Work required:
Pull out every line in the rows below that contains the string "pixel", and copy each one in full.

Dataset records:
══════

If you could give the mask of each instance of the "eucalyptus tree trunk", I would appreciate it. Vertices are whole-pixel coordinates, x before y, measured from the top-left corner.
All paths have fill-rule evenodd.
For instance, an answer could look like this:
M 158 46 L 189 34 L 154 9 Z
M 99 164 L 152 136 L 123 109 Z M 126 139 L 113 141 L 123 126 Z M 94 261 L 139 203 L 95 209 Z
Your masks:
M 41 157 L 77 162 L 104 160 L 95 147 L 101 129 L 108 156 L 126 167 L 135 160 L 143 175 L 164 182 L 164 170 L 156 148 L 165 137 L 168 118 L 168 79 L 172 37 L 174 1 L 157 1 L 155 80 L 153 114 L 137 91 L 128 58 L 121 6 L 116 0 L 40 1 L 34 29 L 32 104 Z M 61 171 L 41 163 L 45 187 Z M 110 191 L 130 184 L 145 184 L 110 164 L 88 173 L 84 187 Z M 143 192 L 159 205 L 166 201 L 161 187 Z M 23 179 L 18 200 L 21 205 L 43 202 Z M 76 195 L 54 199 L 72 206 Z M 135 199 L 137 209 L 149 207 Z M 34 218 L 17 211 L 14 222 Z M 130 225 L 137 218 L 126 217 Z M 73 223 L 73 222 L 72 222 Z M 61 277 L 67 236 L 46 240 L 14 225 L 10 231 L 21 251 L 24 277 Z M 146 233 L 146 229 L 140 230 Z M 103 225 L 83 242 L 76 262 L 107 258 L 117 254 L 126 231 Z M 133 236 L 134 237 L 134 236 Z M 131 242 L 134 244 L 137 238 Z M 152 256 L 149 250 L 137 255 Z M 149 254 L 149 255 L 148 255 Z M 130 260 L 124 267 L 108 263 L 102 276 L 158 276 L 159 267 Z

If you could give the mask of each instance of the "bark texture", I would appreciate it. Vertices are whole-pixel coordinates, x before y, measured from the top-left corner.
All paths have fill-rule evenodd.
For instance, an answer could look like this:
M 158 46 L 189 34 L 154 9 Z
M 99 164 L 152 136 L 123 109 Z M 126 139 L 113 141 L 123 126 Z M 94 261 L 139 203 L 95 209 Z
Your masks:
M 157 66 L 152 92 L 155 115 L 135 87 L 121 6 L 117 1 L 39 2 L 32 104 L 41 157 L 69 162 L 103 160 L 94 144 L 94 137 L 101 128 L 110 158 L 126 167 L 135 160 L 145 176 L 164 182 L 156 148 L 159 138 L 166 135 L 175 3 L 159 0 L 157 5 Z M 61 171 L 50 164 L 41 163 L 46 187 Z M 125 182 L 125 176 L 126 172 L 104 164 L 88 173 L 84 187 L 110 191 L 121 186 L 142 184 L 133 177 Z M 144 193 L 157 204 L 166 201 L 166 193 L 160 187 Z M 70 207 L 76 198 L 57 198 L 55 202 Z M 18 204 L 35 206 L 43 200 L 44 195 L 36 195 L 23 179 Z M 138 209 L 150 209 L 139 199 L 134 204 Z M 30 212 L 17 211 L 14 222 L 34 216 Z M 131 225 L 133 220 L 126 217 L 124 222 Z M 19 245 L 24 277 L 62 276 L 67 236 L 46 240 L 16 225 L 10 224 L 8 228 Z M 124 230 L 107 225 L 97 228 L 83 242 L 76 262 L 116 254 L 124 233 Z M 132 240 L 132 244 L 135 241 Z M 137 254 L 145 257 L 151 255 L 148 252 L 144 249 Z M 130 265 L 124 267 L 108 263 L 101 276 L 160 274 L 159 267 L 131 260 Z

══════

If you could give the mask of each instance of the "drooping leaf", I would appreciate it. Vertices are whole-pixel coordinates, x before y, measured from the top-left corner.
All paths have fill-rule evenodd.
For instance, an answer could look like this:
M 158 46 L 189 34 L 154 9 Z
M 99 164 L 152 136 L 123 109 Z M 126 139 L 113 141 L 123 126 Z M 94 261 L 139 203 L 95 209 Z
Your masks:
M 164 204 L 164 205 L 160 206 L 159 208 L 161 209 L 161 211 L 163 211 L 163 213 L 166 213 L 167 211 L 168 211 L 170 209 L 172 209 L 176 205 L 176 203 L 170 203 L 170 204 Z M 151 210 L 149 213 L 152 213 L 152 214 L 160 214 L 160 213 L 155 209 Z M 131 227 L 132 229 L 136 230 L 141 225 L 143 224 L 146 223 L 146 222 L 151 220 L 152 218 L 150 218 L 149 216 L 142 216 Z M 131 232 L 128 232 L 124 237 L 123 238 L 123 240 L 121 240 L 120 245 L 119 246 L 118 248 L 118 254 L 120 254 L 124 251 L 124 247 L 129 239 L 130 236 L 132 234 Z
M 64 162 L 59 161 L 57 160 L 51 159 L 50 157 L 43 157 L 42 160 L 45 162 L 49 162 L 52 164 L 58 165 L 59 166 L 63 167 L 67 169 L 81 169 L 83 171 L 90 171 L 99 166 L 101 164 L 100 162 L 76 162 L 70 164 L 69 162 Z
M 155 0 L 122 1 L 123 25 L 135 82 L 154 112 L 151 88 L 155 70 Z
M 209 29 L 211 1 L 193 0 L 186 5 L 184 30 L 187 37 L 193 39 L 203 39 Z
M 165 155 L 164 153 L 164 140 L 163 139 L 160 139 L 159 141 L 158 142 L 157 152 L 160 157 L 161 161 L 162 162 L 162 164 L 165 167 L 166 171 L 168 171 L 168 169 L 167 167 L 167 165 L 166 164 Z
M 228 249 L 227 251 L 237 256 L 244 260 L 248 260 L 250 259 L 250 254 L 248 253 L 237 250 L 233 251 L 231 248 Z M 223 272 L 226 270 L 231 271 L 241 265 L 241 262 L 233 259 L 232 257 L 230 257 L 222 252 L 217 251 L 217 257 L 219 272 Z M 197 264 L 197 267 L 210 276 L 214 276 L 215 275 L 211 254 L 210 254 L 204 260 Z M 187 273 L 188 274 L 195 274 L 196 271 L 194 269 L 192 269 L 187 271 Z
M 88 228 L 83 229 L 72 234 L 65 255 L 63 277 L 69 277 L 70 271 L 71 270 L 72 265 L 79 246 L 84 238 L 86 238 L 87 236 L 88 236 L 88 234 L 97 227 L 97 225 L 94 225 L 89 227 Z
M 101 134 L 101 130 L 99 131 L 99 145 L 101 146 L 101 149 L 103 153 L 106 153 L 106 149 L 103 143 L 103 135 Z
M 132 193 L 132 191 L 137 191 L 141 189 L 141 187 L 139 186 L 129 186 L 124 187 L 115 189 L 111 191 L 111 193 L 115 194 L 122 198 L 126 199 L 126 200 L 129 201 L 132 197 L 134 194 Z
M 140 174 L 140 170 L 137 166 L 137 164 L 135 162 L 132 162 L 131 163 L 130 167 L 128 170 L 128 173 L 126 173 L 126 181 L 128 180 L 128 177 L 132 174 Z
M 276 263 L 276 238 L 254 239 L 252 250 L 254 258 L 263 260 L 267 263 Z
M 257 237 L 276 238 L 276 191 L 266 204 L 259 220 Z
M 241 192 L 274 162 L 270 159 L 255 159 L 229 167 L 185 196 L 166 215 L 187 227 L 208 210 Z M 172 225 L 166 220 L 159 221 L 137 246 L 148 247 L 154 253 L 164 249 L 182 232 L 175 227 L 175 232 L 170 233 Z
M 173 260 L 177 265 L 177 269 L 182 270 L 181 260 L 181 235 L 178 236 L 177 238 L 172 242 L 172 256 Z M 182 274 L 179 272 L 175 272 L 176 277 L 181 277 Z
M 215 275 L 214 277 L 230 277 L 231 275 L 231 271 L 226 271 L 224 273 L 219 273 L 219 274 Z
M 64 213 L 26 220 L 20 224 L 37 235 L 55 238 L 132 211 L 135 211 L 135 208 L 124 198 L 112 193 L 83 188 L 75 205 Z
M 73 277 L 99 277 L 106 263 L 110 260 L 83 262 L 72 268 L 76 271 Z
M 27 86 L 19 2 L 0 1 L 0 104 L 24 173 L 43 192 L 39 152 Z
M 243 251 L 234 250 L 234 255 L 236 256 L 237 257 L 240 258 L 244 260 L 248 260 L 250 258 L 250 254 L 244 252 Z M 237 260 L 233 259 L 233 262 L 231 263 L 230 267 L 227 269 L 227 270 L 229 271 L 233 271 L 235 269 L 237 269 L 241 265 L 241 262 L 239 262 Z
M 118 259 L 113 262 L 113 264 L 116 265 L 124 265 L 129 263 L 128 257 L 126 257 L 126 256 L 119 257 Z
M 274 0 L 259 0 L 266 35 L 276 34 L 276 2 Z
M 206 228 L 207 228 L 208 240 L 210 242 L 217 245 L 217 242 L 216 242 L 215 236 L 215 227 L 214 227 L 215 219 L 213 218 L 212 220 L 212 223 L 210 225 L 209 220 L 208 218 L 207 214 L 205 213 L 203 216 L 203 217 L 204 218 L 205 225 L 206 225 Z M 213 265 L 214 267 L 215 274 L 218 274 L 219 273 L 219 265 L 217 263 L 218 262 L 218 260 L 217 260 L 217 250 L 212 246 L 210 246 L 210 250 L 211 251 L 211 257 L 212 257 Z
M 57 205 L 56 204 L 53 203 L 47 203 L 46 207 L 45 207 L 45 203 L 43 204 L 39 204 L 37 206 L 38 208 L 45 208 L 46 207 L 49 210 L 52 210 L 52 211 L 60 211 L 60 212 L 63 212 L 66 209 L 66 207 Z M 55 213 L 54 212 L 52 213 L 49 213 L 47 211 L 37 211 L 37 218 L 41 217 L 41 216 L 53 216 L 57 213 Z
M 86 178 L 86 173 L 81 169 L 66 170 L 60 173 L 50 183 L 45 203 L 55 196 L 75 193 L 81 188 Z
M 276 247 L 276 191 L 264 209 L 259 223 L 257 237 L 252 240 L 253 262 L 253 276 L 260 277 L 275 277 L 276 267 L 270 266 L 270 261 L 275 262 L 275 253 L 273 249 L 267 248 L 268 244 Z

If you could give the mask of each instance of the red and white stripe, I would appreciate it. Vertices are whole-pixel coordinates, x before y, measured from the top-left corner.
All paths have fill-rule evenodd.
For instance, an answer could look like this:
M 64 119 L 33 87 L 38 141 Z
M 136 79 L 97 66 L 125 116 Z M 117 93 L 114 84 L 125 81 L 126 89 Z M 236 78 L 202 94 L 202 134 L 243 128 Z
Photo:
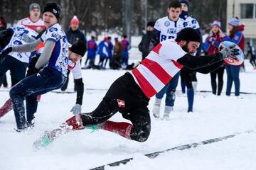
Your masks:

══════

Full answer:
If you could give the mask of each instance of the "eucalyptus tree trunk", I would appreciate it. Vertices are whole-pixel coordinates, x before y, measured from the top-left corner.
If you could give the mask of each instance of the "bark texture", I would appreciate it. Vertices are whole-pixel coordinates, x before y, measured from the top-left corner.
If you could give the mask of each instance of the "drooping leaf", I would appreciate it. Vertices are whole-pixel coordinates, x before y, measured from the top-left corner.
If you could give the mask of each instance of the red and white stripe, I would appreciate it. Vertices are whole-pixel coordinates, x before y, measured from the top-left corner.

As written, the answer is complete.